■ Directive
Express the data below as a two-column CSV with the columns "prompt" and "outline". Give one row for each "Find the ..." passage, with the passage text in the first column and its outline list in the second, each field in quotes with line breaks turned into spaces, and leave out the pictures.

-------- Data listing

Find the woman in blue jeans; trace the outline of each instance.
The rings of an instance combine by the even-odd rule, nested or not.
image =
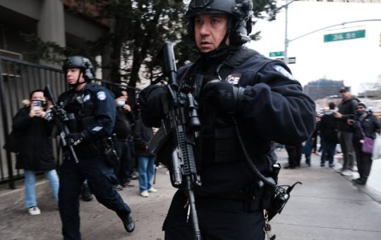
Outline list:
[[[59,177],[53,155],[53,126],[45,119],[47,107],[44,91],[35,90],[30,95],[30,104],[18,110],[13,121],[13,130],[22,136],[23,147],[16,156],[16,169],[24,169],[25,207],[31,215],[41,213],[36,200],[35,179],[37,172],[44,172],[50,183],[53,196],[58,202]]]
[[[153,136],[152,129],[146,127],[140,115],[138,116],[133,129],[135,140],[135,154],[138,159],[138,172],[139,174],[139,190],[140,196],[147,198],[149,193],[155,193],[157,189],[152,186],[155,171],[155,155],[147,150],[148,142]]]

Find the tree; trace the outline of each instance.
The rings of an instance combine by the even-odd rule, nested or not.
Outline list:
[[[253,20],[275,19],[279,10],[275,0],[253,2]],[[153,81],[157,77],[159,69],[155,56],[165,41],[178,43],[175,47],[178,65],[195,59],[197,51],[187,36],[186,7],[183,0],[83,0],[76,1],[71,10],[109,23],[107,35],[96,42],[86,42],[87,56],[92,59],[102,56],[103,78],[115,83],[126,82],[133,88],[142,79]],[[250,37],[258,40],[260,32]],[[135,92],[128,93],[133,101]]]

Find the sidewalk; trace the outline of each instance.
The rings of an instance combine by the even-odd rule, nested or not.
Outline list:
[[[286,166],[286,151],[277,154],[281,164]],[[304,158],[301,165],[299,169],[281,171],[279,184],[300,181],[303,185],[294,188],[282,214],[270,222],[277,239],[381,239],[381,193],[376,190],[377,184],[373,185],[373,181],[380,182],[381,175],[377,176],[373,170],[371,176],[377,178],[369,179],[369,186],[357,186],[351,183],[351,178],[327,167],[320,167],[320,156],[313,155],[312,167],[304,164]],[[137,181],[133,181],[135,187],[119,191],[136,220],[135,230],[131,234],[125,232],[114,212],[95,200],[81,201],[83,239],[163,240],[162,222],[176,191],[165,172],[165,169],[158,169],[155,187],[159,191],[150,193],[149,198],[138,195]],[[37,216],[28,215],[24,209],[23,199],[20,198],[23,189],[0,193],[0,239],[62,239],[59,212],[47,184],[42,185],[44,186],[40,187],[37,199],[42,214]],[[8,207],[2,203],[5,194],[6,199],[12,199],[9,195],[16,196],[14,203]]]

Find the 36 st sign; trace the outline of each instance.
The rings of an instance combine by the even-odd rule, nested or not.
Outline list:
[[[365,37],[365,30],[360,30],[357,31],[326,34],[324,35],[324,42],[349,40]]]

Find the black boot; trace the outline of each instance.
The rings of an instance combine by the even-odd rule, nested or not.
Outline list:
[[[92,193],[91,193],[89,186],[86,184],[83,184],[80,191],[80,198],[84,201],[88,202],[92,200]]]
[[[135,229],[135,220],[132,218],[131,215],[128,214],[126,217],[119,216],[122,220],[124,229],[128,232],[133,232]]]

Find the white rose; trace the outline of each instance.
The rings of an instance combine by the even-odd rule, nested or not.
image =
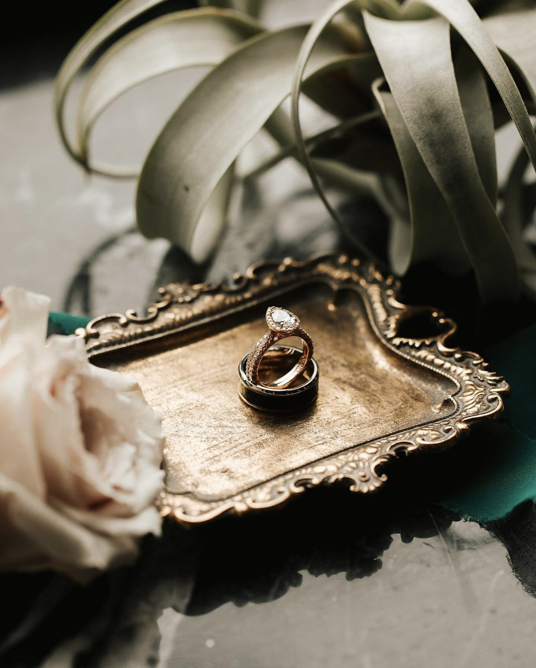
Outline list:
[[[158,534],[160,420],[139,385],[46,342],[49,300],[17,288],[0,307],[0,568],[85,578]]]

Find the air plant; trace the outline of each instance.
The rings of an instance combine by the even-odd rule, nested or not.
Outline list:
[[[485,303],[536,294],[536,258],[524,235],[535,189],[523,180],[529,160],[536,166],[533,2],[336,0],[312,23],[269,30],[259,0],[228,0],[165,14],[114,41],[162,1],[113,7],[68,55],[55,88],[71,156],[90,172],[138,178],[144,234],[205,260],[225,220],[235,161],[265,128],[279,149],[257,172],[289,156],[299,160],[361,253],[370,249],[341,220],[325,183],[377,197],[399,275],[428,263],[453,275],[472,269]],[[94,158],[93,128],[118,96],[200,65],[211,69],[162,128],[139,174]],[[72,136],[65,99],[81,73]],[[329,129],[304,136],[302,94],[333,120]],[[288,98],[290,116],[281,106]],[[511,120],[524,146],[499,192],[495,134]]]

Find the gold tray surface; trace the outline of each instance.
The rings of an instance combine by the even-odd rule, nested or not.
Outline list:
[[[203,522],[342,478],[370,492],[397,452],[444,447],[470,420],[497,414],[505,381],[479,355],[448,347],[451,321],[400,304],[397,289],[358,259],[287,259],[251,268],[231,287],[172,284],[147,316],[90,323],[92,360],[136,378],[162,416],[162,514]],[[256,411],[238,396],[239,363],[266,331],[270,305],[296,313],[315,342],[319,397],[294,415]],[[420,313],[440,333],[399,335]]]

----------------

■ Right answer
prompt,outline
"Find the woman in blue jeans; trace the outline of each instance. The rings of an instance combine by the even-odd rule, nested or not. image = Outline list:","[[[59,177],[53,155],[53,126],[45,119],[47,107],[44,91],[35,90],[30,95],[30,104],[18,110],[13,121],[13,130],[22,136],[23,147],[16,156],[16,169],[24,169],[25,207],[31,215],[41,213],[36,200],[35,179],[37,172],[44,172],[50,183],[53,196],[58,202]]] [[[153,136],[152,129],[146,127],[140,115],[138,116],[133,129],[135,140],[135,154],[138,159],[138,172],[139,174],[139,190],[140,196],[147,198],[149,193],[155,193],[157,189],[152,186],[155,171],[155,155],[147,150],[148,142]]]"
"Find the tree; trace the outline of each instance. The rings of an instance combine by the even-odd rule, nested or not. Outline list:","[[[253,20],[275,19],[279,10],[275,0],[253,2]],[[153,81],[157,77],[159,69],[155,56],[165,41],[178,43],[175,47],[178,65],[195,59],[197,51],[187,36],[186,7],[183,0],[83,0],[76,1],[71,10],[109,23],[107,35],[96,42],[86,42],[87,56],[92,59],[102,56],[103,78],[115,83],[126,82],[133,88],[142,79]],[[250,37],[258,40],[260,32]],[[135,92],[128,93],[133,101]]]"
"Find the sidewalk; trace the outline of each instance. The rings of an instance combine by the even-odd rule, nested or not. Outline list:","[[[286,166],[286,151],[277,154],[281,164]],[[304,158],[301,165],[299,169],[281,171],[279,184],[300,181],[303,185],[294,188],[282,214],[270,222],[277,239],[381,239],[381,193],[376,190],[377,184],[373,185],[373,181],[380,182],[381,175],[377,176],[373,170],[371,176],[377,178],[369,179],[369,186],[357,186],[351,183],[351,178],[327,167],[320,167],[320,156],[313,155],[312,167],[304,164]],[[137,181],[133,181],[135,187],[119,191],[136,220],[135,230],[131,234],[125,232],[114,212],[95,200],[81,201],[83,239],[163,240],[162,222],[176,191],[165,172],[165,169],[158,169],[155,187],[159,191],[150,193],[149,198],[138,195]],[[37,216],[28,215],[24,209],[23,199],[20,198],[23,189],[0,193],[0,239],[62,239],[59,212],[47,184],[42,185],[44,186],[40,187],[37,199],[42,214]],[[8,207],[2,203],[5,194],[6,199],[12,199],[9,195],[16,196],[14,203]]]"
"Find the 36 st sign; trace the outline of each instance. The rings of an instance combine by the even-odd rule, nested or not. Outline list:","[[[365,37],[365,30],[360,30],[357,31],[326,34],[324,35],[324,42],[349,40]]]"
"Find the black boot; trace the outline of each instance. The rings of an instance combine by the even-odd rule, nested or not. Outline list:","[[[92,193],[91,193],[89,186],[86,184],[83,184],[80,191],[80,198],[84,201],[88,202],[92,200]]] [[[135,229],[135,220],[132,218],[131,215],[128,214],[126,217],[119,216],[122,220],[124,229],[128,232],[133,232]]]"
"Find the white rose; trace the outline of each instance. The rings of an instance combine by the even-odd rule, nested or not. image = Outline list:","[[[158,534],[160,420],[139,385],[46,342],[49,300],[17,288],[0,307],[0,568],[85,578]]]"
"Find the air plant; trace the outline of each instance. The rings of an instance combine by the even-odd rule, nested or not. Outline list:","[[[485,303],[536,294],[536,258],[524,235],[535,189],[523,180],[529,160],[536,166],[533,2],[336,0],[312,23],[269,30],[259,0],[228,0],[165,14],[114,41],[162,1],[113,7],[68,55],[55,88],[71,156],[90,172],[138,178],[144,234],[205,260],[225,220],[235,161],[265,128],[279,149],[257,172],[289,156],[299,160],[361,253],[370,249],[341,220],[325,183],[377,197],[399,275],[428,263],[453,275],[472,269]],[[94,158],[93,128],[118,96],[200,65],[211,69],[162,128],[139,174]],[[72,136],[65,99],[81,73]],[[329,129],[304,136],[302,94],[333,120]],[[288,98],[290,116],[281,106]],[[511,120],[524,146],[499,192],[495,134]]]"
"Find the gold tray surface; trace the outline of each instance. The rings of an instance combine by the even-odd rule, nested or not. Outline list:","[[[203,522],[342,478],[370,492],[397,452],[444,447],[470,420],[497,414],[505,381],[479,355],[448,347],[451,321],[400,304],[397,289],[358,259],[287,259],[251,268],[231,287],[172,284],[147,316],[90,323],[92,360],[136,378],[162,416],[162,514]],[[256,411],[238,396],[239,363],[266,331],[270,305],[296,313],[315,342],[319,397],[294,415]],[[420,313],[440,333],[399,335]]]"